Task brief:
Beginning with the line containing "TARGET = woman's face" and ending with the last line of the records, set down every line exactly.

Extracted data:
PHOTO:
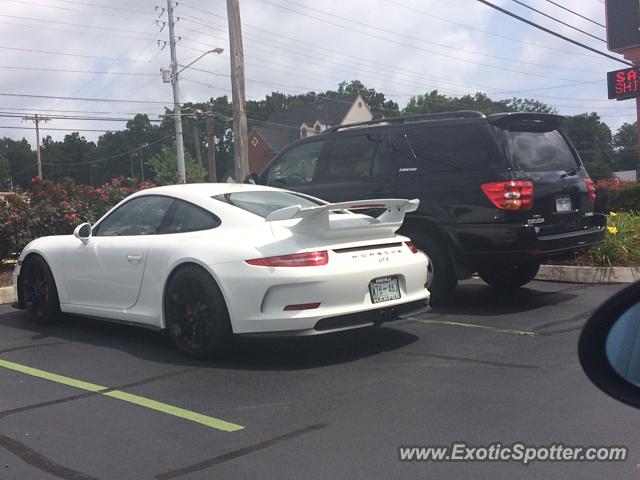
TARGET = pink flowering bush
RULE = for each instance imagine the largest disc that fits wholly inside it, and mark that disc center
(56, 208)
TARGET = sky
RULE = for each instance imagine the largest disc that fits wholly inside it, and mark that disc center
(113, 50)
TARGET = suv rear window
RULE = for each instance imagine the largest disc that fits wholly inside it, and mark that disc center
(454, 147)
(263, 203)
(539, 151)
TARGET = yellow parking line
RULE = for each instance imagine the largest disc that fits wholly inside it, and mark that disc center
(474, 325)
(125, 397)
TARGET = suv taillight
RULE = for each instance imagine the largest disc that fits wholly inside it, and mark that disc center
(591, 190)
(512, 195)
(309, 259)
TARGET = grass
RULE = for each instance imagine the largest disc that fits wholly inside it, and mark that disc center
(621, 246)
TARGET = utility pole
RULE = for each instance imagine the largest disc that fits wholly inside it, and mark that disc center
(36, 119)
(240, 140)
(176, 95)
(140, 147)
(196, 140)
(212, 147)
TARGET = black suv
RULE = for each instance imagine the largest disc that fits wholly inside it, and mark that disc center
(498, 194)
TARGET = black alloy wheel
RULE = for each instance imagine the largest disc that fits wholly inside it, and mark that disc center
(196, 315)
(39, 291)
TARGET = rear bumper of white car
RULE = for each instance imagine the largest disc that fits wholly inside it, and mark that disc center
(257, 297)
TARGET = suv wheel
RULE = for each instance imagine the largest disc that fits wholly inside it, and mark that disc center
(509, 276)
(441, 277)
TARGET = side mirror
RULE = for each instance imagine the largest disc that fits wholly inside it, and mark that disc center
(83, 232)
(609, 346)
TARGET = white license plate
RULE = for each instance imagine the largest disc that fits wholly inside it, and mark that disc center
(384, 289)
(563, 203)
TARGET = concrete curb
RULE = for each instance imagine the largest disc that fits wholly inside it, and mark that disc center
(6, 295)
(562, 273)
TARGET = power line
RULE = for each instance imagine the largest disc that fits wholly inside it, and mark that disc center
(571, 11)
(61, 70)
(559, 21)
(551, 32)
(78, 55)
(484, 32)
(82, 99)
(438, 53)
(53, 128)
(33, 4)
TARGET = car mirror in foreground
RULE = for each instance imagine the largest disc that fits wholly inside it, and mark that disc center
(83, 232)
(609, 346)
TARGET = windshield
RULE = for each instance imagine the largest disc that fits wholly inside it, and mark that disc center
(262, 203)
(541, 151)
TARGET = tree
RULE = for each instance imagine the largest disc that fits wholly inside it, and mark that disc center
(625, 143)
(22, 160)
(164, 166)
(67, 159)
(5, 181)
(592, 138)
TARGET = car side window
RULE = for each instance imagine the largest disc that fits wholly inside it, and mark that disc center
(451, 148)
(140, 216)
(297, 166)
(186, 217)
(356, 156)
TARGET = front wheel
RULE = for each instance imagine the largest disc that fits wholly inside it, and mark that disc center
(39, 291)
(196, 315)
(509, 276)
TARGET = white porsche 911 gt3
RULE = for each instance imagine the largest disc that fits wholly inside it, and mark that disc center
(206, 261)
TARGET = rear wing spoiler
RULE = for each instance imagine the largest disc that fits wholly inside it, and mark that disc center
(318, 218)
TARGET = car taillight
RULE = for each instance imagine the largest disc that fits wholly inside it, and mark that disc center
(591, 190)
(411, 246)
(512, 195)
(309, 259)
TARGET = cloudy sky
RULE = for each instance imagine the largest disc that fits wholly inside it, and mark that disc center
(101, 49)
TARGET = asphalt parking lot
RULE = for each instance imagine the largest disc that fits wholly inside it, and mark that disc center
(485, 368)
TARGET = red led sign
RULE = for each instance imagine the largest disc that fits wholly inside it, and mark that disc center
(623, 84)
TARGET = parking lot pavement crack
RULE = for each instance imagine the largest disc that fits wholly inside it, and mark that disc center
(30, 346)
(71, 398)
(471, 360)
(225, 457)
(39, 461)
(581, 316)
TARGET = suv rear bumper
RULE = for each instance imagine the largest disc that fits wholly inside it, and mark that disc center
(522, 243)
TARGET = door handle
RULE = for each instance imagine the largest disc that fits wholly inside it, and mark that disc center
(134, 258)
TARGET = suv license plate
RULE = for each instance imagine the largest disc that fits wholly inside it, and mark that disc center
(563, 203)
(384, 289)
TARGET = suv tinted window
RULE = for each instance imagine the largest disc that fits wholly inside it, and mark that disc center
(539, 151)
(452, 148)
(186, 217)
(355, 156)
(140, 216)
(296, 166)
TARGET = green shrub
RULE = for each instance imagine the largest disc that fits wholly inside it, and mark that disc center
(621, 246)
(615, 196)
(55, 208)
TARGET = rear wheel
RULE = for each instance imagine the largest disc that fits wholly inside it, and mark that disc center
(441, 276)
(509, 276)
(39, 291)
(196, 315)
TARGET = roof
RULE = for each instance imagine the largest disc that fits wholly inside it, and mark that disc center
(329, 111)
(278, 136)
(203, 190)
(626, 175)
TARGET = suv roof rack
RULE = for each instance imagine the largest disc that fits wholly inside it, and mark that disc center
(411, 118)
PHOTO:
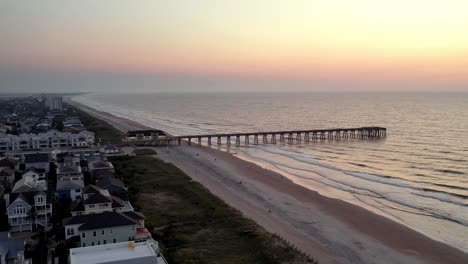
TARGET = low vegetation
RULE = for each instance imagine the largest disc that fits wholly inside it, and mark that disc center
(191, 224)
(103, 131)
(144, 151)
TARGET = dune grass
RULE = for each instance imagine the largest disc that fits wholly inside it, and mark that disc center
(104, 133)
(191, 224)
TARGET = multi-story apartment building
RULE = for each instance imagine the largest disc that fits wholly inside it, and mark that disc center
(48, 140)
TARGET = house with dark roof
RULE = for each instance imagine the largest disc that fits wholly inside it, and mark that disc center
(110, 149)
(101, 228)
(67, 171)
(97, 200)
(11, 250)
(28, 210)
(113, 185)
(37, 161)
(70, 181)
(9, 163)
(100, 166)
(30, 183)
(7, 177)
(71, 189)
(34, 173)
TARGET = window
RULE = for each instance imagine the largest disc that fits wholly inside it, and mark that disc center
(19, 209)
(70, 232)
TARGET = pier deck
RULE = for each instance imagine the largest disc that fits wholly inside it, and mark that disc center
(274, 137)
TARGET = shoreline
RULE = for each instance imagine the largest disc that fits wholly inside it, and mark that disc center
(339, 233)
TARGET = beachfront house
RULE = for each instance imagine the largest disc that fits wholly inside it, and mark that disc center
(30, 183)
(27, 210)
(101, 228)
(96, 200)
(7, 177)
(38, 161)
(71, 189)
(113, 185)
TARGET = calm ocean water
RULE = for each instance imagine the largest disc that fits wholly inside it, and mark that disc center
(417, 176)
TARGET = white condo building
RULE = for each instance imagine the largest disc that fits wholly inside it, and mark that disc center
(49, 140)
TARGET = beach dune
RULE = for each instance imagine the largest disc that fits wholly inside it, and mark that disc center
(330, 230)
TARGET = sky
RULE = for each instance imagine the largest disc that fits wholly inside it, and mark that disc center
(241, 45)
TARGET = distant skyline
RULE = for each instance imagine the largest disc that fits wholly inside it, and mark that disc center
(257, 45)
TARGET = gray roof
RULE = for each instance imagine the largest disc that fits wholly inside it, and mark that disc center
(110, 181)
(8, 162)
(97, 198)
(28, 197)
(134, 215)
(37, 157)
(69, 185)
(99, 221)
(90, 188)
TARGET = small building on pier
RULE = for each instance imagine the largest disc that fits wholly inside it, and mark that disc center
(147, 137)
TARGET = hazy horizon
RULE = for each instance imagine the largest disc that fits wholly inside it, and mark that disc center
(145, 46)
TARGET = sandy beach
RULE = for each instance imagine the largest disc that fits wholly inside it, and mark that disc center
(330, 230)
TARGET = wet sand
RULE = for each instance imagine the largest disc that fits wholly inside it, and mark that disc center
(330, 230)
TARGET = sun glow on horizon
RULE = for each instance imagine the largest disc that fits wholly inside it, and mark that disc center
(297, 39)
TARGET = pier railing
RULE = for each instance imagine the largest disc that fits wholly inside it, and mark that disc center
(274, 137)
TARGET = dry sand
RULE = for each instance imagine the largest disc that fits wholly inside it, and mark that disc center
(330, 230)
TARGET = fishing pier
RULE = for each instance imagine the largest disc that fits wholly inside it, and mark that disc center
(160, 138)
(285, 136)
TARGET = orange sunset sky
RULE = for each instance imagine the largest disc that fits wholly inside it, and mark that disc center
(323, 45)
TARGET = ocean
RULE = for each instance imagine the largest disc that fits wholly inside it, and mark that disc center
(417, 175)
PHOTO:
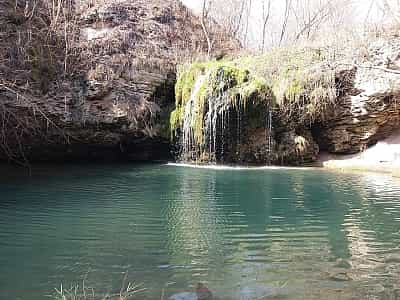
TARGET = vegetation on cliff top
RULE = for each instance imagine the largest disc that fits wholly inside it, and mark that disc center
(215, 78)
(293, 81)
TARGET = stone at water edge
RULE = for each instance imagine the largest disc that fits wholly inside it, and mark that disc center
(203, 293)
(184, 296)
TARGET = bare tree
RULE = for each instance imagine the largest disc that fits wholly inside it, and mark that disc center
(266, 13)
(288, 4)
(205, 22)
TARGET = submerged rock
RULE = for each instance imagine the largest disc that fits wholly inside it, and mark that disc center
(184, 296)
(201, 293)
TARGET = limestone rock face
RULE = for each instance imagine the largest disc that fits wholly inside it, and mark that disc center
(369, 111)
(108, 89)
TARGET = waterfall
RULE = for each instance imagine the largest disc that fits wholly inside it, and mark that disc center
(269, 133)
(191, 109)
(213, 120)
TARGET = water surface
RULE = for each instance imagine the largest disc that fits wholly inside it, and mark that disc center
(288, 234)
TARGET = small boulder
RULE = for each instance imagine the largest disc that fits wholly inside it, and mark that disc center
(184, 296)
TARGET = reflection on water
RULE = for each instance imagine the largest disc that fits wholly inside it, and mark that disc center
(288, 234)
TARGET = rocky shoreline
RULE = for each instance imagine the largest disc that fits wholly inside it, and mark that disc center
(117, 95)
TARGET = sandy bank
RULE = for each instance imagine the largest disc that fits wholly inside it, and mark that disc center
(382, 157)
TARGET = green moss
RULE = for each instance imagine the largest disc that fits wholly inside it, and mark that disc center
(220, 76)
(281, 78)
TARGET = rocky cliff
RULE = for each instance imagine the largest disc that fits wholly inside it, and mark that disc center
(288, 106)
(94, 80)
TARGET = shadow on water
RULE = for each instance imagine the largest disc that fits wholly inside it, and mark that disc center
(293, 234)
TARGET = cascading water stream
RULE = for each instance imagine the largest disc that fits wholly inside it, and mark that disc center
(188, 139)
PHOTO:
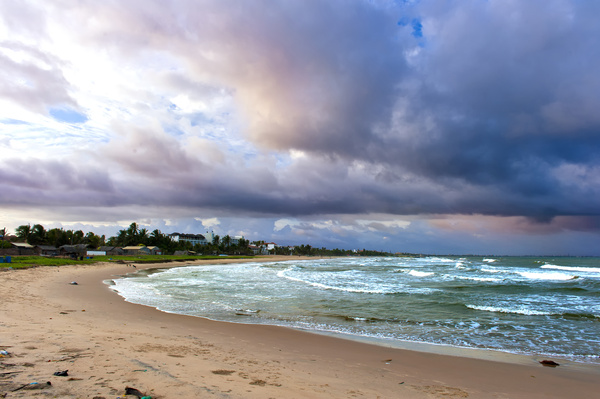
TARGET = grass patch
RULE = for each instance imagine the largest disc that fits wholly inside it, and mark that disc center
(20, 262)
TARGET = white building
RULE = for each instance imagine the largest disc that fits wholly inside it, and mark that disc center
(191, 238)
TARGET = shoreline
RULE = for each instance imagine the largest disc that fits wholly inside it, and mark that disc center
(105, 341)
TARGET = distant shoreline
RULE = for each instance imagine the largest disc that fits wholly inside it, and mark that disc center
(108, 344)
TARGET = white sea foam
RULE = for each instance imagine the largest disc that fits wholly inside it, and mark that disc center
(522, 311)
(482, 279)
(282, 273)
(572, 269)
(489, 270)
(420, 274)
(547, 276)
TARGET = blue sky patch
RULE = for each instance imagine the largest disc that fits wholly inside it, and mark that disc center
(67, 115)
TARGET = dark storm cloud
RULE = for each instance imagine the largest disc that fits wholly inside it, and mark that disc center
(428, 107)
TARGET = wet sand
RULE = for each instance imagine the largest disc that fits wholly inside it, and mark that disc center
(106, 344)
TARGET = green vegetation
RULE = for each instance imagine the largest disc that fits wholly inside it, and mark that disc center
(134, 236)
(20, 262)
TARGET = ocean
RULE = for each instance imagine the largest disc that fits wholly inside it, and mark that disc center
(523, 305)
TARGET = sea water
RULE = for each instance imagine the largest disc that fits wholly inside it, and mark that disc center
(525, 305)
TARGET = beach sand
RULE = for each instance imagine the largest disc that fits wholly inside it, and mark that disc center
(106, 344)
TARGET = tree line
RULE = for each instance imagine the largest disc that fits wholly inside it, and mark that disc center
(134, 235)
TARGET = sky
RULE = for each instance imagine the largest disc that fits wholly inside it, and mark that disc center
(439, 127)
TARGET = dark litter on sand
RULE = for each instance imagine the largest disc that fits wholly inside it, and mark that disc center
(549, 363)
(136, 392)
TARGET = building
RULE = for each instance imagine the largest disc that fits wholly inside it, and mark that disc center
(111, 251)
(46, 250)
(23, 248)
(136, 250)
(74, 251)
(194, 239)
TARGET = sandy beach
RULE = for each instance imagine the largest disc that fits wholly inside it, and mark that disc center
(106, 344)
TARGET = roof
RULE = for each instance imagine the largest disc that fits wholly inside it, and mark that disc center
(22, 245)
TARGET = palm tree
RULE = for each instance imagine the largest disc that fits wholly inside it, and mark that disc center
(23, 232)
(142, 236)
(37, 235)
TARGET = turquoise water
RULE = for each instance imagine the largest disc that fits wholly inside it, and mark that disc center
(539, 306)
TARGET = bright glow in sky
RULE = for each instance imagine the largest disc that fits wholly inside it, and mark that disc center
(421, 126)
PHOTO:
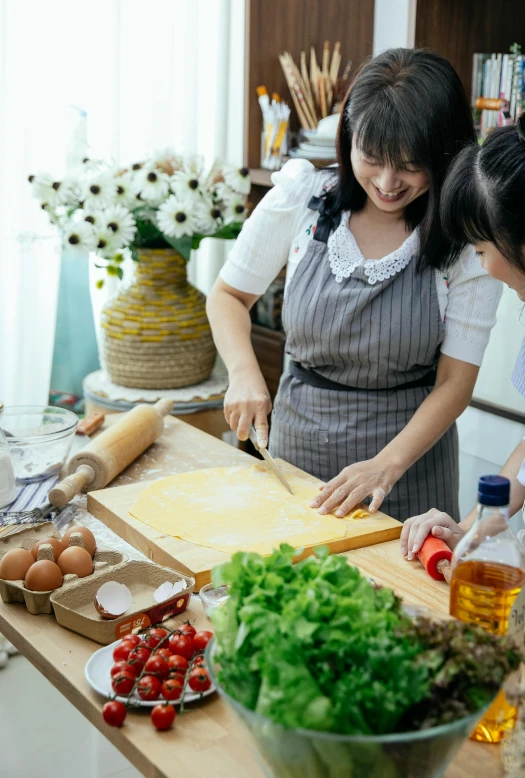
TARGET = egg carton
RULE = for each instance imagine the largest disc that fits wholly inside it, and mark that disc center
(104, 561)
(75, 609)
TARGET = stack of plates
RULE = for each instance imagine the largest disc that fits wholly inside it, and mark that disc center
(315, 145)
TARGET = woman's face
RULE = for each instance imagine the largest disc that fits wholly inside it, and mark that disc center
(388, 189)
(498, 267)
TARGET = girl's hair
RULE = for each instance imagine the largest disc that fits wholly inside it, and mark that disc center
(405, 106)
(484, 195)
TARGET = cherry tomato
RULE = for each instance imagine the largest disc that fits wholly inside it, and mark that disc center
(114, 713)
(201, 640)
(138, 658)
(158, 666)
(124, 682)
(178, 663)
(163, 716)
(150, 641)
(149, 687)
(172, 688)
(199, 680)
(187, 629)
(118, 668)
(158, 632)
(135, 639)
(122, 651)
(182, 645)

Result:
TARGET = woman's face
RULE = for each instance imagine the largest disc that fits wholly inside it, and mark that disc center
(388, 189)
(498, 267)
TARGET = girl's hair
RULE = for each instance imagine the largest disc that fits wholly inside it, and mark that disc center
(405, 106)
(484, 195)
TARGET = cherry tomato
RULE = for each instance imagine the largest disc that fits wholly inside it, and mark that disc center
(114, 713)
(201, 640)
(138, 658)
(158, 666)
(124, 682)
(178, 663)
(163, 716)
(150, 641)
(149, 687)
(172, 688)
(199, 680)
(187, 629)
(118, 668)
(158, 632)
(135, 639)
(122, 651)
(182, 645)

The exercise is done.